WRITTEN INSTRUCTION: Print every line of the listing below verbatim, keeping the same order and making no changes.
━━ INFORMATION SUPPLIED ━━
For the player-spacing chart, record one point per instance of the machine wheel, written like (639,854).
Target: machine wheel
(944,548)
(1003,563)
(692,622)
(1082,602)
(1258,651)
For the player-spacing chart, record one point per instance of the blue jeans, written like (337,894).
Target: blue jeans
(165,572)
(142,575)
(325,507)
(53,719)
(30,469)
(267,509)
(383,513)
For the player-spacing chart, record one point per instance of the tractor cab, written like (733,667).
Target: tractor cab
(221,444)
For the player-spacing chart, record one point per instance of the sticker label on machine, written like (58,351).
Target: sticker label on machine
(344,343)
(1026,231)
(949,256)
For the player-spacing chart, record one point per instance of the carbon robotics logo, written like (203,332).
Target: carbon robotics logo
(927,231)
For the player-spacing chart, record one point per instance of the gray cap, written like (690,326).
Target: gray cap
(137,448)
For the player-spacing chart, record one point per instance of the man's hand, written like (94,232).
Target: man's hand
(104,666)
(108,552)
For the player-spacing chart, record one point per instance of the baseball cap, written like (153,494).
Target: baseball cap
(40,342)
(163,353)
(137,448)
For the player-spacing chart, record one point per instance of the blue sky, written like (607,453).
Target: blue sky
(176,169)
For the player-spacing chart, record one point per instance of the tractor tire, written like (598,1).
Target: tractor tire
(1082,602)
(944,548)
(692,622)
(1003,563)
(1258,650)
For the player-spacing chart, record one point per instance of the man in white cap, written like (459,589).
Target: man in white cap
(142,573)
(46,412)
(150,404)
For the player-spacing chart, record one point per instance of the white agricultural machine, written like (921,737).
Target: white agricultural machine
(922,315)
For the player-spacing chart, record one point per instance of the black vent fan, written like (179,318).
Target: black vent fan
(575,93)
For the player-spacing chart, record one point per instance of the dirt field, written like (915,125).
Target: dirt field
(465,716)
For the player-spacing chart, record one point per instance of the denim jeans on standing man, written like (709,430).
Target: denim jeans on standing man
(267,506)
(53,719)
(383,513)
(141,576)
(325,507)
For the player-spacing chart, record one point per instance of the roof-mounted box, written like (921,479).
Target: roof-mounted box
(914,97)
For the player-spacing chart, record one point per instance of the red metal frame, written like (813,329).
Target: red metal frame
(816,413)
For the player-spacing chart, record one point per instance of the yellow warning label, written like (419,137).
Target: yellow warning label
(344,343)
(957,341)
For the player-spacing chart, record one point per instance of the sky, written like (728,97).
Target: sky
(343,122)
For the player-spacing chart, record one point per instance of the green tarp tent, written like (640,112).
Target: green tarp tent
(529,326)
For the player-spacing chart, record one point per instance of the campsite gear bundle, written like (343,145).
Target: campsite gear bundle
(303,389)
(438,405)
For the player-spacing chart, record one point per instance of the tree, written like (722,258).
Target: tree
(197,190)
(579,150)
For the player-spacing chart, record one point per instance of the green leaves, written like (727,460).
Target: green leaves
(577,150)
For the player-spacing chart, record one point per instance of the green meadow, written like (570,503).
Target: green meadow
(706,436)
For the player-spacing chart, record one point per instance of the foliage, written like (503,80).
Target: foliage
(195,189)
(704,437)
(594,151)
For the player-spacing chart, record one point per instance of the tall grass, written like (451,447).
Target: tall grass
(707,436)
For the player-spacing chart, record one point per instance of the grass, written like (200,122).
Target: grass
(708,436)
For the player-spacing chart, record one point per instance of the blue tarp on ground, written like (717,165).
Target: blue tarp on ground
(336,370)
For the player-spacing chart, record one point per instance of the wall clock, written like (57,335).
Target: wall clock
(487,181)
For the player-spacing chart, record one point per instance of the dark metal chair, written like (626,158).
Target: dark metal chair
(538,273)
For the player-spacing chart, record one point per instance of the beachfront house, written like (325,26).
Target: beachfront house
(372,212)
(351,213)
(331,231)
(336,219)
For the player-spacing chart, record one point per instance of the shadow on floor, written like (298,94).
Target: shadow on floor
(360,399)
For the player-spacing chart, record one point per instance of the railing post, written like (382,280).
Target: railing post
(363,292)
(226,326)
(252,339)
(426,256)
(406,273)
━━━
WRITTEN SOLUTION:
For the player-spacing chart, record one point per instance of the machine wheel, written like (639,854).
Target: machine wheel
(944,548)
(1003,563)
(692,622)
(1082,602)
(1258,651)
For the player-spacing chart, record one point per instance of the blue jeans, written like (337,894).
Target: blue jeans
(165,572)
(142,575)
(325,507)
(53,719)
(30,469)
(267,509)
(383,513)
For the player-spacing chart, record one point per instance of the tractor cab, written like (733,667).
Target: tractor cab
(221,444)
For the player-spacing chart, record one point per instance of the sticker label on machine, written like (58,351).
Target: sticker label on machine
(344,343)
(1026,231)
(949,256)
For the player-spacing chart, record one point per instance of the carbon robotics logo, written like (203,332).
Target: carbon robotics logo
(927,231)
For the player-spacing chart, record one point per instance of the gray cap, written like (690,326).
Target: gray cap
(137,448)
For the player-spacing chart, record one point per instance of the man's hand, written like (94,232).
Target: man's hand
(104,666)
(108,552)
For the player-spacing chart, record one point per instance of the baseball cap, written like (153,494).
Target: baseball cap
(40,342)
(163,353)
(137,448)
For the player-spacing chart, record one point per instance of the blue sky, written like (607,453).
Target: blue sky
(176,169)
For the player-spacing chart, record one point per instance of the tractor tire, written like (598,1).
Target: tractor tire
(1082,602)
(944,548)
(692,622)
(1003,563)
(1258,650)
For the player-spacing chart, record one point per instance of the man in white cap, written like (459,589).
Target: man in white cap
(142,573)
(46,412)
(150,404)
For the player-spacing chart, record one point per instance of the white agricultural machine, written like (921,737).
Target: white agricultural machine
(922,315)
For the player-spacing chart, record one point per instance of the black vent fan, written like (179,318).
Target: black vent fan
(575,93)
For the player-spacing chart, record one point per instance of the dirt field, written like (915,125).
Target: dirt field
(465,716)
For the player-spacing chart, record one point per instance of the denim jeans on standing man, written like (709,430).
Target: denim jeans on standing man
(267,506)
(53,719)
(383,513)
(141,576)
(325,507)
For the player-spacing chart, record one point per instance of the roof-mounted box, written like (921,479).
Target: roof-mounted box
(914,97)
For the player-spacing chart, record one point per instance of the red metal frame, written like (813,329).
Target: red metal frame
(816,413)
For the player-spacing chart, record one point per instance of the yellow warning label, written like (419,137).
Target: yellow warning label
(344,343)
(957,341)
For the player-spacing chart, record one point per instance of the sky, written like (728,97).
Target: sky
(343,122)
For the player-spacing chart, record one point per instance of the green tarp tent, written like (640,112).
Target: green tarp tent
(529,326)
For the player-spacing chart, record one point per instance of the campsite gear bundle, written like (343,145).
Target: campsite gear bundle
(303,389)
(438,405)
For the player-spacing chart, record one point per instance of the tree, written like (722,258).
Target: tree
(197,190)
(579,150)
For the player-spacing chart, record one point per instance of the green leaves, written like (727,460).
Target: green leaves
(577,150)
For the player-spacing chart, record one point per instance of the green meadow, written like (570,503).
Target: green meadow
(706,436)
For the player-spacing chart, record one point per instance of the foliage, written like (503,80).
Target: foliage
(195,189)
(704,437)
(594,151)
For the player-spacing chart, record one point per instance of the tall grass, written like (451,447).
Target: tall grass
(707,436)
For the player-spacing chart, record one point per instance of the grass, written like (200,122).
Target: grass
(708,436)
For the player-spacing chart, record one point per instance of the blue tarp on ground, written like (717,165).
Target: blue tarp on ground
(336,370)
For the player-spacing chart, record one point per instance of the wall clock, written like (57,335).
Target: wall clock
(487,181)
For the player-spacing chart, record one point per instance of the dark metal chair, written like (626,158).
Target: dark metal chair
(538,273)
For the player-spacing chart, record one point per instance of the beachfront house, written like (325,26).
Target: beachfront house
(372,212)
(351,213)
(331,231)
(336,219)
For the player-spacing chart, record one point per instance of the shadow on floor, written like (298,94).
Target: shadow on floor
(360,399)
For the player-spacing chart, record one point per instance of the railing post, written like (382,280).
Target: railing post
(363,292)
(226,326)
(252,339)
(426,256)
(406,273)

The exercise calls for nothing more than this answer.